(Entries for labeling object positions)
⟨

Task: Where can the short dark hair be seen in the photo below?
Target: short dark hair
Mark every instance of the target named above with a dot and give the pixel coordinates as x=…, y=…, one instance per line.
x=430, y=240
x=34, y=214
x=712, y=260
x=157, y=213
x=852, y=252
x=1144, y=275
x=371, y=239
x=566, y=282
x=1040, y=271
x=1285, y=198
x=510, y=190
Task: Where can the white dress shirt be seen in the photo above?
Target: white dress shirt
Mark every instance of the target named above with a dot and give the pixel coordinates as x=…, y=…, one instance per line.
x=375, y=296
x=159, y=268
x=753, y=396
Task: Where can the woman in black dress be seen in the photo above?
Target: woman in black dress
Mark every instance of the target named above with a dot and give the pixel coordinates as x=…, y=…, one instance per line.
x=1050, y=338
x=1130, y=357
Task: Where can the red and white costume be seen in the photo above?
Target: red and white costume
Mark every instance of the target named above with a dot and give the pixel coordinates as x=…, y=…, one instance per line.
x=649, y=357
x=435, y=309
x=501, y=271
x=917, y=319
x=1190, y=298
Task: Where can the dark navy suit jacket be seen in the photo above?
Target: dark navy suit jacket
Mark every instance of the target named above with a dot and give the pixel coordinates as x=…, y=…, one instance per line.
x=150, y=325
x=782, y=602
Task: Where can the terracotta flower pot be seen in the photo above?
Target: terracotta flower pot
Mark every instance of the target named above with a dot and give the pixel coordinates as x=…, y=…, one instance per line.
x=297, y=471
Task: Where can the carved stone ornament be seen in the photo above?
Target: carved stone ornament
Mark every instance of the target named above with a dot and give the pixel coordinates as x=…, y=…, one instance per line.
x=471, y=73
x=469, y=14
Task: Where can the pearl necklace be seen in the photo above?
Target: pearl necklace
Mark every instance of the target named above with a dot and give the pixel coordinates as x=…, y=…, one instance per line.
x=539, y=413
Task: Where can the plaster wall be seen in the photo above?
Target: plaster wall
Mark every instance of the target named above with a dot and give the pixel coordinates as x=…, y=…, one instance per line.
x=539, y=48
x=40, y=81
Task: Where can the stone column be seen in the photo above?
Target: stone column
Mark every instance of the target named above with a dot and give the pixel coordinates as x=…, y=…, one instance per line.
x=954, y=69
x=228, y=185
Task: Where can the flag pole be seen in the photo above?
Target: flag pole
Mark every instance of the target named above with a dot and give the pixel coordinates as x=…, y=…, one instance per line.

⟩

## EXERCISE
Reproduce every line of the data above, everything from the line containing "Task: Where can the white" down to the line containing "x=782, y=602", with both of those lines included. In the answer coordinates only, multiply each number by 1.85 and round it to a whole number, with halves rounding up.

## ANSWER TO THIS EXERCISE
Task: Where can the white dress shirt be seen in the photo above?
Target: white dress shirt
Mark every instance of the target named above with a dot and give the pixel coordinates as x=…, y=…, one instance per line.
x=694, y=548
x=294, y=496
x=1393, y=733
Task: Where can the woman in black dress be seen in the photo above?
Target: woman in black dress
Mark every instance of the target named above with a dot and give the pixel coordinates as x=…, y=…, one instance per line.
x=1943, y=625
x=2091, y=660
Task: Where can the red and white costume be seen in the photo above?
Target: red and white costume
Mark every instance of the target named above with a dot and give the pixel coordinates as x=…, y=…, one instance per line.
x=1201, y=660
x=805, y=572
x=927, y=501
x=1696, y=590
x=2202, y=551
Task: Where can the dark navy suit jacket be seen in the photo above?
Target: dark navy suit jacket
Mark every instance of the target named above with a dot and give the pixel coordinates as x=…, y=…, one instance per line.
x=278, y=601
x=1447, y=1114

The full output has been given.